Point annotation records
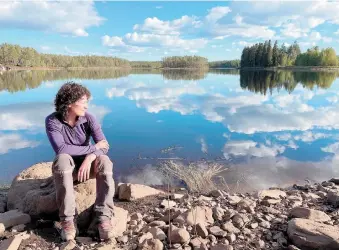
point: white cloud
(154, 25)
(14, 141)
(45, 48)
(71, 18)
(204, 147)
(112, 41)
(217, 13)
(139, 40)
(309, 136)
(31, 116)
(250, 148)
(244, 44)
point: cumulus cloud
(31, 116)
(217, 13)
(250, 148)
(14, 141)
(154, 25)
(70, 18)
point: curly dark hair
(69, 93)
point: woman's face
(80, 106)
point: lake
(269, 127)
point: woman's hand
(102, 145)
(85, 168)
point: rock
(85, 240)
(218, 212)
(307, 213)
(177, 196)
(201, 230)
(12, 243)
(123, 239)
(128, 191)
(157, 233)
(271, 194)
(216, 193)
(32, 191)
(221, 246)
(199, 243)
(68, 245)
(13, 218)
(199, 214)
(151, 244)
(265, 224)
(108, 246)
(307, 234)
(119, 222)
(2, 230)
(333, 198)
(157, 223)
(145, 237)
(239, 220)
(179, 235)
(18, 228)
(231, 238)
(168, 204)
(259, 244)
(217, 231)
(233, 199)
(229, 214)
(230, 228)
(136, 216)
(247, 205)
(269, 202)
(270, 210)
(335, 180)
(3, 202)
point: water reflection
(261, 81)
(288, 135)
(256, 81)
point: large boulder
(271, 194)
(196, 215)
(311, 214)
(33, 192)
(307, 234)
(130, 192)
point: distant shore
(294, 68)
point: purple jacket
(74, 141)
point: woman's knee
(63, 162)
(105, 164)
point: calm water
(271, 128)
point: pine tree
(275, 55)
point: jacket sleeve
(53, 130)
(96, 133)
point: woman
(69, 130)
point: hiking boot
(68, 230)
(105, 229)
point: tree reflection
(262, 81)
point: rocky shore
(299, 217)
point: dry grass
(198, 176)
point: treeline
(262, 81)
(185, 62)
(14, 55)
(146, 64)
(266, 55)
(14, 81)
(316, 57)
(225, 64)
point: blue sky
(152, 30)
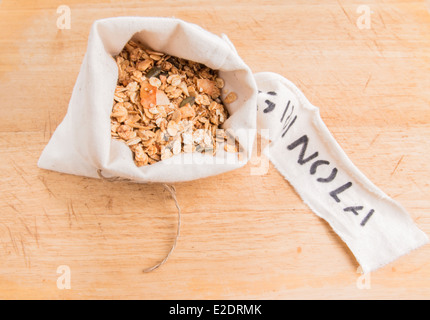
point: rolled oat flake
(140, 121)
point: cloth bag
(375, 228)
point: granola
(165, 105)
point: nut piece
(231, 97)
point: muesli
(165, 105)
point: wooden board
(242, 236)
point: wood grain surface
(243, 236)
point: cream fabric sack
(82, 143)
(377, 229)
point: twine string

» **EXERCISE GOAL**
Render every line of the material above as a Markdown table with the columns Row and Entry, numbering each row and skipping blank lines. Leave the pictures out of the table.

» **TASK SOLUTION**
| Row | Entry |
|---|---|
| 1 | point: white cloud |
| 2 | (154, 25) |
| 3 | (14, 141) |
| 4 | (45, 48) |
| 5 | (71, 18) |
| 6 | (204, 147) |
| 7 | (112, 41) |
| 8 | (217, 13) |
| 9 | (139, 40) |
| 10 | (309, 136) |
| 11 | (31, 116) |
| 12 | (250, 148) |
| 13 | (244, 44) |
| 14 | point: cumulus cloud |
| 15 | (31, 116) |
| 16 | (217, 13) |
| 17 | (250, 148) |
| 18 | (14, 141) |
| 19 | (154, 25) |
| 20 | (70, 18) |
| 21 | point: curly dark hair |
| 22 | (69, 93) |
| 23 | point: woman's face |
| 24 | (80, 106) |
| 25 | point: lake |
| 26 | (269, 127) |
| 27 | point: woman's hand |
| 28 | (102, 145) |
| 29 | (85, 168) |
| 30 | point: rock |
| 31 | (85, 240) |
| 32 | (218, 212) |
| 33 | (307, 213) |
| 34 | (177, 196) |
| 35 | (201, 230) |
| 36 | (12, 243) |
| 37 | (123, 239) |
| 38 | (128, 191) |
| 39 | (157, 233) |
| 40 | (271, 194) |
| 41 | (216, 193) |
| 42 | (32, 191) |
| 43 | (221, 246) |
| 44 | (199, 243) |
| 45 | (68, 245) |
| 46 | (13, 218) |
| 47 | (199, 214) |
| 48 | (151, 244) |
| 49 | (265, 224) |
| 50 | (108, 246) |
| 51 | (307, 234) |
| 52 | (119, 222) |
| 53 | (2, 230) |
| 54 | (333, 198) |
| 55 | (157, 223) |
| 56 | (145, 237) |
| 57 | (239, 220) |
| 58 | (179, 235) |
| 59 | (18, 228) |
| 60 | (231, 238) |
| 61 | (168, 204) |
| 62 | (259, 244) |
| 63 | (217, 231) |
| 64 | (233, 199) |
| 65 | (229, 214) |
| 66 | (230, 228) |
| 67 | (136, 216) |
| 68 | (247, 205) |
| 69 | (269, 202) |
| 70 | (270, 210) |
| 71 | (335, 180) |
| 72 | (3, 202) |
| 73 | point: water reflection |
| 74 | (261, 81) |
| 75 | (288, 135) |
| 76 | (256, 81) |
| 77 | point: large boulder |
| 78 | (271, 194) |
| 79 | (196, 215) |
| 80 | (311, 214) |
| 81 | (33, 192) |
| 82 | (307, 234) |
| 83 | (130, 192) |
| 84 | point: distant shore |
| 85 | (294, 68) |
| 86 | point: purple jacket |
| 87 | (74, 141) |
| 88 | point: woman's knee |
| 89 | (63, 162) |
| 90 | (105, 164) |
| 91 | point: calm water |
| 92 | (271, 128) |
| 93 | point: pine tree |
| 94 | (275, 55) |
| 95 | point: jacket sleeve |
| 96 | (53, 130) |
| 97 | (96, 133) |
| 98 | point: woman |
| 99 | (69, 130) |
| 100 | point: hiking boot |
| 101 | (68, 230) |
| 102 | (105, 229) |
| 103 | point: tree reflection |
| 104 | (262, 81) |
| 105 | point: rocky shore |
| 106 | (299, 217) |
| 107 | point: dry grass |
| 108 | (198, 176) |
| 109 | point: treeline |
| 110 | (262, 81) |
| 111 | (185, 62) |
| 112 | (14, 55) |
| 113 | (146, 64) |
| 114 | (266, 55) |
| 115 | (14, 81) |
| 116 | (316, 57) |
| 117 | (225, 64) |
| 118 | point: blue sky |
| 119 | (152, 30) |
| 120 | point: rolled oat flake |
| 121 | (140, 121) |
| 122 | point: cloth bag |
| 123 | (375, 228) |
| 124 | point: granola |
| 125 | (165, 105) |
| 126 | point: nut piece |
| 127 | (231, 97) |
| 128 | point: muesli |
| 129 | (165, 105) |
| 130 | point: wooden board |
| 131 | (242, 236) |
| 132 | point: wood grain surface |
| 133 | (243, 236) |
| 134 | point: cream fabric sack |
| 135 | (82, 143) |
| 136 | (377, 229) |
| 137 | point: twine string |